- Task brief -
Among the records below, how many lines contain "white"? State the number and nothing more.

- Data extract -
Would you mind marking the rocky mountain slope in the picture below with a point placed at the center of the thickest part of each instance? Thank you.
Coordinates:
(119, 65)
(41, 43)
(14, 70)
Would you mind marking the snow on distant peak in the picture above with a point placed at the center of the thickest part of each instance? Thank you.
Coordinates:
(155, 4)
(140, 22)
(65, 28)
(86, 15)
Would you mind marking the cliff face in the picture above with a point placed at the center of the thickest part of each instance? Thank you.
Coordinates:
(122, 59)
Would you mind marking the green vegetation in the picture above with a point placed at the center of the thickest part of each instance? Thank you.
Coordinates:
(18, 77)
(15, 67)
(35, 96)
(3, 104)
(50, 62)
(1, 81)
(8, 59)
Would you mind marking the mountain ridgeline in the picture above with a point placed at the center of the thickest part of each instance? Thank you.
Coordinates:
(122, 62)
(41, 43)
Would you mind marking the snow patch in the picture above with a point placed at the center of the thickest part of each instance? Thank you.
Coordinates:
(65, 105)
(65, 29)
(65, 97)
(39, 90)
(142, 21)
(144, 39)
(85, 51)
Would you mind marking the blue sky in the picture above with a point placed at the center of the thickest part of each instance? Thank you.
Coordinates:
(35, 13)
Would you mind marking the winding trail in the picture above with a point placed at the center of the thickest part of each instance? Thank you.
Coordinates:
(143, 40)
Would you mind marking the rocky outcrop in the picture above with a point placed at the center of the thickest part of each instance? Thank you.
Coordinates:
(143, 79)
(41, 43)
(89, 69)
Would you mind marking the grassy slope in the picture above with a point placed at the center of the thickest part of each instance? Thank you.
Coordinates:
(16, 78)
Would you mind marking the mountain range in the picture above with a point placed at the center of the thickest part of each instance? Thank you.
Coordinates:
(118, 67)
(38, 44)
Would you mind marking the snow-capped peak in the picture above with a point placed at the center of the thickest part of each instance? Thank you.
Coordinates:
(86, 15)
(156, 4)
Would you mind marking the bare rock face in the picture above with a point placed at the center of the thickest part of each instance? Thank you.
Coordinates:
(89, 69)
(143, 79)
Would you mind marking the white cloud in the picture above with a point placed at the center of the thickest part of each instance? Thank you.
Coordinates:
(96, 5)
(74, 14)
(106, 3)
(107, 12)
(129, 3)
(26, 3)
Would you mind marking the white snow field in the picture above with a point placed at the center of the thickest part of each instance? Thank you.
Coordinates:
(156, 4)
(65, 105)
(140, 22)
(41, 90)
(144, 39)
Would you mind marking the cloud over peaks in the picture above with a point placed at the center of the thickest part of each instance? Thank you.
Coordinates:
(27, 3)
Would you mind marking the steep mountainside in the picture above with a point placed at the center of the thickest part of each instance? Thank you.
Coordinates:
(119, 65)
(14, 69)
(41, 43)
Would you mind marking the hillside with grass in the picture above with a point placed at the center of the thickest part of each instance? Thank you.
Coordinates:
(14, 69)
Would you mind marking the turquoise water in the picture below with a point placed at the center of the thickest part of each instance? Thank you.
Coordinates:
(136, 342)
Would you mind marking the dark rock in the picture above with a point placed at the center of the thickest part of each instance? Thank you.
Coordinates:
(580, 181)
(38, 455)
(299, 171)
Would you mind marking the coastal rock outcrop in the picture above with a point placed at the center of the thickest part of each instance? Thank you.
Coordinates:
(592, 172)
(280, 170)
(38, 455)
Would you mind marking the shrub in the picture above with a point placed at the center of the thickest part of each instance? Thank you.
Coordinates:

- Expected answer -
2